## PROMPT
Show each line below that contains the string "bridle". Case counts, so copy only the lines where it appears with that same capitalization.

>> Start PROVIDED MATERIAL

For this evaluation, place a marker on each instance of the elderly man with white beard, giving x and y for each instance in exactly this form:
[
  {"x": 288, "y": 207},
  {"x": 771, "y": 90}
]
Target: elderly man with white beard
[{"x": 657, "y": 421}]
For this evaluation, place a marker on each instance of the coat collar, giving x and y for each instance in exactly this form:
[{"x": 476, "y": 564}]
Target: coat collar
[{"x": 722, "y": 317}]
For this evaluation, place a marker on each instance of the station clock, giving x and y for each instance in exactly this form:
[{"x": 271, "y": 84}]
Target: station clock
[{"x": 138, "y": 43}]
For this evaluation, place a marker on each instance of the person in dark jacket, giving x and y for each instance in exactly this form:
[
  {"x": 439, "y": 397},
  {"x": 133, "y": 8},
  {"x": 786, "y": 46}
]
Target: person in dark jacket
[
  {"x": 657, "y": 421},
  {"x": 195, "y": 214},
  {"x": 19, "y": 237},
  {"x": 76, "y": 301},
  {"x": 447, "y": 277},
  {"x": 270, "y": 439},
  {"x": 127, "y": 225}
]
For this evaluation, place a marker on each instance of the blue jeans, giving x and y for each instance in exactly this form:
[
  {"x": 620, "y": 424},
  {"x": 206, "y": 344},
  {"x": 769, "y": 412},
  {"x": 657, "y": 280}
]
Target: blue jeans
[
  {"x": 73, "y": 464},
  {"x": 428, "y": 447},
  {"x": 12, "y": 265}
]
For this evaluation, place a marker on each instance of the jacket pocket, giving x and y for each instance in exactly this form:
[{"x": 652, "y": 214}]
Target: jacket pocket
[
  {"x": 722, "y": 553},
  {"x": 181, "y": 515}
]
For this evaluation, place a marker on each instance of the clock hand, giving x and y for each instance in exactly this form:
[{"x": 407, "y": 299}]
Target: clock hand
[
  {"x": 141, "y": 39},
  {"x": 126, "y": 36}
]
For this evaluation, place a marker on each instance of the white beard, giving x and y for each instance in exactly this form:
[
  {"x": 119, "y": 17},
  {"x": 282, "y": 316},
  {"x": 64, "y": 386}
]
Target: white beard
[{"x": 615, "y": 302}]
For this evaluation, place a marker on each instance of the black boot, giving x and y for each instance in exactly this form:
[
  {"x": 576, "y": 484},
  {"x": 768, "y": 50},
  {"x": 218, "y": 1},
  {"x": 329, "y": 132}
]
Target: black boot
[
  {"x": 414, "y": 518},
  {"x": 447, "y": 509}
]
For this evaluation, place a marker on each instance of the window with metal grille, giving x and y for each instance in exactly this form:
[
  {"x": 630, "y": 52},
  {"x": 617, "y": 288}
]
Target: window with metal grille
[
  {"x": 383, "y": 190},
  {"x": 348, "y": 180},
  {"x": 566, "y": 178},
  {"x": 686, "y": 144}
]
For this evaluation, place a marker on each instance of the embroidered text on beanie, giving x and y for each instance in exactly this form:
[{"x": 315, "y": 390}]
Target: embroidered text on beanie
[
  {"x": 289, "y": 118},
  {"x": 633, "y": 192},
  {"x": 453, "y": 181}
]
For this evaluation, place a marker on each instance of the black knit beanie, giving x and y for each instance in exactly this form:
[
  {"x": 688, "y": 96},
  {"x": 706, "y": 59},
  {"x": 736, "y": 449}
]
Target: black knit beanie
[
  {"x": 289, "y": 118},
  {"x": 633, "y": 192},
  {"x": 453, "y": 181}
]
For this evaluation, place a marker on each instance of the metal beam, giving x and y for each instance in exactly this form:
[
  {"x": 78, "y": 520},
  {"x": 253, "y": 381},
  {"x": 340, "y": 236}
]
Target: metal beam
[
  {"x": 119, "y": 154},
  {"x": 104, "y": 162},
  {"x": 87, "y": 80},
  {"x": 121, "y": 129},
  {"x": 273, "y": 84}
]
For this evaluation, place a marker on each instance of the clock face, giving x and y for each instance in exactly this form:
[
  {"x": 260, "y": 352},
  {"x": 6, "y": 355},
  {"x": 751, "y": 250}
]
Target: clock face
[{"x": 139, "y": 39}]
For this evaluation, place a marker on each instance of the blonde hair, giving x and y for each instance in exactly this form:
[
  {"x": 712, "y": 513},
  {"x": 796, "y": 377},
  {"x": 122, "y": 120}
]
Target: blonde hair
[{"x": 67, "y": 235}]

>> End PROVIDED MATERIAL
>> Start PROVIDED MATERIAL

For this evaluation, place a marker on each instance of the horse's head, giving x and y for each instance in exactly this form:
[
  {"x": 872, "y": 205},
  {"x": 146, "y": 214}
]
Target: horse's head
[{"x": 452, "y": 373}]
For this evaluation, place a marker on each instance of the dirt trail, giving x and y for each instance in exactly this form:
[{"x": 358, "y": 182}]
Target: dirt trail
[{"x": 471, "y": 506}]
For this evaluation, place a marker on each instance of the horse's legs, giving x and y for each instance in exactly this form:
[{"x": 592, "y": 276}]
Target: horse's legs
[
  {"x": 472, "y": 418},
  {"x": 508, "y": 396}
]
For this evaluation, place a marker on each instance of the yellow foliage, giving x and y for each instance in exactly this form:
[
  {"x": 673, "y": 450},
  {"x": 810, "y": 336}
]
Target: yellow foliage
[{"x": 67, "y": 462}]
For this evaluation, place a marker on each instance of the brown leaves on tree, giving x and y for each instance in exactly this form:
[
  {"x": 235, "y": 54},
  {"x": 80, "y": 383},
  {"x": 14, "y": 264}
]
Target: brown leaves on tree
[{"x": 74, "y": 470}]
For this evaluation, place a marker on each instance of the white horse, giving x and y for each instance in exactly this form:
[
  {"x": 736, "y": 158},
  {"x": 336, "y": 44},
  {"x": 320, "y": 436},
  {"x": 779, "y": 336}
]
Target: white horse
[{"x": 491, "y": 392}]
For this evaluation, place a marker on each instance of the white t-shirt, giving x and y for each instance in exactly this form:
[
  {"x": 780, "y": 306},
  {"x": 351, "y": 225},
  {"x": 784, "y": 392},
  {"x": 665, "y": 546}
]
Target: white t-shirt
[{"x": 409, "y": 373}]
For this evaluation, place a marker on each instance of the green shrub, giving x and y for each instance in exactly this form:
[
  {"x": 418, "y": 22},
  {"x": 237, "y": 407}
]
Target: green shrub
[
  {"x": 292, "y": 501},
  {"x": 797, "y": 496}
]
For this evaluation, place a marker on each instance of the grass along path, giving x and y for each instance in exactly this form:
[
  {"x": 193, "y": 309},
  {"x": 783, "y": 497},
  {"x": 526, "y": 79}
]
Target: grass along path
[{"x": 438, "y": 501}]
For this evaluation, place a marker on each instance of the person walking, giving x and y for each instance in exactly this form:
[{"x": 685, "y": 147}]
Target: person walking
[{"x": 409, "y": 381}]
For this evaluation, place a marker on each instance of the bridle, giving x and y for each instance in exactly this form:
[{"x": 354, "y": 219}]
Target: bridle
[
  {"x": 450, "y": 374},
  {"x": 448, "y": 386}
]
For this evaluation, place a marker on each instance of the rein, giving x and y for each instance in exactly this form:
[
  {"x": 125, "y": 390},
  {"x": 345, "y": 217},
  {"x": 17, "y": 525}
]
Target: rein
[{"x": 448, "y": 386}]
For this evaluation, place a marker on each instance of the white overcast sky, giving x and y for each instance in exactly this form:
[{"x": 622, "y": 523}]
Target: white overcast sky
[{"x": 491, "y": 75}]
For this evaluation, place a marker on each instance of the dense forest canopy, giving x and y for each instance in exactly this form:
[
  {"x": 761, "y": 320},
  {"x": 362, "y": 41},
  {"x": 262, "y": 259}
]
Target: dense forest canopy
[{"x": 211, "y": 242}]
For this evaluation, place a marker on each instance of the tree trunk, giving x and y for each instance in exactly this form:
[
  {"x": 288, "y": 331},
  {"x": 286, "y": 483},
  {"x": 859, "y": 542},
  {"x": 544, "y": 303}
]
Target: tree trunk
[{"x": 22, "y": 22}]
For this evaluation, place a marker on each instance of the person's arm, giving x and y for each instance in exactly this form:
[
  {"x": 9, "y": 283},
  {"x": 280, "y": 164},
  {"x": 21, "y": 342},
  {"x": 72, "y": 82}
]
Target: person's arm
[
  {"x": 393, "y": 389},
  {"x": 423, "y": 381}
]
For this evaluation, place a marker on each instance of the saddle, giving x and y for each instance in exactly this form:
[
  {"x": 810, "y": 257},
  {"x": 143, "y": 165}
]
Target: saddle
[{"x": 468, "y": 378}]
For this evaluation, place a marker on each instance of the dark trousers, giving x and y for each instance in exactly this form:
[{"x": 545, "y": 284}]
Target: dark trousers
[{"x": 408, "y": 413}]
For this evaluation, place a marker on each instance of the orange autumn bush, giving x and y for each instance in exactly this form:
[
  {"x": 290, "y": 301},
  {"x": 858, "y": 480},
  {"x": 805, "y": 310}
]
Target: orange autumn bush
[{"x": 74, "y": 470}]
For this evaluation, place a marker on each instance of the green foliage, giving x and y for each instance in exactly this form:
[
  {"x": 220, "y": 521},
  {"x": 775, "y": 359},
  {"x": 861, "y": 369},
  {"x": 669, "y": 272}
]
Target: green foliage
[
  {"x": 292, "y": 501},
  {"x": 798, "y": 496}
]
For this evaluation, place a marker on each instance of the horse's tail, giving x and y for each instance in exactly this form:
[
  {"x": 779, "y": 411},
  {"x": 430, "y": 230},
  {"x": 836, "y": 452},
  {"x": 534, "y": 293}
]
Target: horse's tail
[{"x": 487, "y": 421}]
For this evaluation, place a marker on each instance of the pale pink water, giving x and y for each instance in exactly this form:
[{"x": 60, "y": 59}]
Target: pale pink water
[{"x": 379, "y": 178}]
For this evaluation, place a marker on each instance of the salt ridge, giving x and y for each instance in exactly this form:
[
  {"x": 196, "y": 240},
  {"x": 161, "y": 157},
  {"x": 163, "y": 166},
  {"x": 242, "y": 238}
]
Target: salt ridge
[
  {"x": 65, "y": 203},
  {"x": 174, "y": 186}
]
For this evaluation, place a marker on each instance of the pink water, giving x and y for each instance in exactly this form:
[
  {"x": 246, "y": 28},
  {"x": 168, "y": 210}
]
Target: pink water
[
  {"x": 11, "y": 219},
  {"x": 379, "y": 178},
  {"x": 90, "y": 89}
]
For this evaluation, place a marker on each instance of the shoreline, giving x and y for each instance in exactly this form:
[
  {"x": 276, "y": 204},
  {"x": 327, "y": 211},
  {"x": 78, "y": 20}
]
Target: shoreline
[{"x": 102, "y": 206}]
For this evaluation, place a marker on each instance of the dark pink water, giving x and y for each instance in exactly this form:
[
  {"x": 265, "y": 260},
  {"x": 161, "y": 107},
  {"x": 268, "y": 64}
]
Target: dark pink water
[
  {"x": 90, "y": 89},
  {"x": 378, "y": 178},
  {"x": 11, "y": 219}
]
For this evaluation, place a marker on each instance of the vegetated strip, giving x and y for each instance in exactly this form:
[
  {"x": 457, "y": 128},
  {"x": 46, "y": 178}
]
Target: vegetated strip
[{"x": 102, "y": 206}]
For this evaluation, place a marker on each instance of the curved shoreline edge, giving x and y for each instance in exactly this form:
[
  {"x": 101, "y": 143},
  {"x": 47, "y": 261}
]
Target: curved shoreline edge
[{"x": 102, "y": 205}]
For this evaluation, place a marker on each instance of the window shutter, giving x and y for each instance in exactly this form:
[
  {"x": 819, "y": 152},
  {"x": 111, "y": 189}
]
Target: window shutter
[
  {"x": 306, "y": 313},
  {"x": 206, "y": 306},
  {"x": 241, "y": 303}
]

>> End PROVIDED MATERIAL

## REPLY TO THE EXERCISE
For this evaluation, place a marker on each instance of the bridle, giving x and y for each instance in exactly this form:
Target: bridle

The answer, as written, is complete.